### [EXERCISE]
Retype each of the entries below exactly as written.

### [Point-per-instance localization data]
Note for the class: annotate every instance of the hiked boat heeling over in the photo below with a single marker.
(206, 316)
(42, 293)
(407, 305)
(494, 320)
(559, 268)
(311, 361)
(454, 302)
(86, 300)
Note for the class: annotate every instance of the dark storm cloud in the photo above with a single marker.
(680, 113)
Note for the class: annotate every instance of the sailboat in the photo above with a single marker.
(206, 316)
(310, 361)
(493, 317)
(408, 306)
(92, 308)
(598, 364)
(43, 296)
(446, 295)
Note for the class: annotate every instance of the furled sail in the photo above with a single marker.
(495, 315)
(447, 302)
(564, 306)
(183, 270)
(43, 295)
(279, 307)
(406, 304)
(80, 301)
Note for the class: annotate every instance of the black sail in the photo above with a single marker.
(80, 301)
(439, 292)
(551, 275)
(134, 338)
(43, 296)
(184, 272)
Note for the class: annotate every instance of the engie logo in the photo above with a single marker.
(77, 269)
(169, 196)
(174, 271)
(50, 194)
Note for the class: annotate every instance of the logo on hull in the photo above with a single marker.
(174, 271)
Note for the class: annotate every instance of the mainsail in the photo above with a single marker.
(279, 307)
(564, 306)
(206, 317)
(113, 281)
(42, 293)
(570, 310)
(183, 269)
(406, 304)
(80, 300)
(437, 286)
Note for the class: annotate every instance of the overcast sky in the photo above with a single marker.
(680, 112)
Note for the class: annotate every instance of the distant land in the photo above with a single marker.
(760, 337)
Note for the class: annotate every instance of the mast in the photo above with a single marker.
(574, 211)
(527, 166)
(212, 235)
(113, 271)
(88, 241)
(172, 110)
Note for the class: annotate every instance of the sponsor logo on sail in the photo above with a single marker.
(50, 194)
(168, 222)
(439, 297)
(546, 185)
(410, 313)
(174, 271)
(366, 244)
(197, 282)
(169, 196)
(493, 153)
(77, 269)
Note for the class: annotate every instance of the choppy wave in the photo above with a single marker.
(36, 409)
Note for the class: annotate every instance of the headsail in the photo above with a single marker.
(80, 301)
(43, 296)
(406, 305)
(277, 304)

### [PROBLEM SOLUTION]
Note for the class: annotate every instance of the hiked boat heeling over in the photo below with a single marker.
(206, 316)
(42, 293)
(407, 305)
(494, 320)
(559, 268)
(311, 361)
(454, 302)
(86, 300)
Note for the class: annotate every instance of the dark storm cloud in the photo above with a single marker.
(680, 113)
Note for the class: annotate every instance of the sailboat in the photo above with a single marker.
(206, 316)
(310, 361)
(493, 317)
(408, 306)
(92, 308)
(598, 364)
(43, 296)
(446, 295)
Note for the class: annotate every instance of the furled sail in the photo above with a single marker.
(495, 315)
(447, 302)
(564, 306)
(183, 270)
(43, 295)
(279, 307)
(406, 304)
(80, 301)
Note for the class: annotate every instance of the black sail in the photo above with a single marker.
(80, 301)
(439, 292)
(551, 275)
(134, 338)
(43, 296)
(184, 272)
Note for the class: annotate every instance of the engie logo in the photo above with a single marker.
(77, 269)
(169, 196)
(174, 271)
(50, 194)
Note for the class: annotate every instance of the logo on hull in the photo above with a single marker.
(174, 271)
Note for the class: annotate every instance of the mainsail in the photo above with a single marker.
(279, 307)
(564, 306)
(206, 317)
(113, 281)
(42, 293)
(570, 310)
(183, 269)
(406, 304)
(80, 300)
(437, 286)
Note for the class: annotate every instance of the overcast sky in the photo above with a single marker.
(680, 112)
Note for the class: annotate every instance of the distant land in the photo above with a single marker.
(760, 337)
Note for the class: annotate every instance of the mast in the photo above with a single marker.
(574, 211)
(527, 166)
(212, 235)
(113, 271)
(88, 241)
(172, 110)
Note for the class: annotate every instance of the sponsor logo on sail in the photo above with a single marker.
(50, 194)
(168, 222)
(439, 297)
(546, 185)
(410, 313)
(174, 271)
(366, 244)
(197, 282)
(169, 196)
(493, 153)
(77, 269)
Note for the class: annotate every instance of the choppy wave in the photo above with a single marker.
(36, 409)
Note for the class: annotate every instance of the headsail in the photo above with a single marker.
(80, 301)
(43, 296)
(406, 305)
(277, 304)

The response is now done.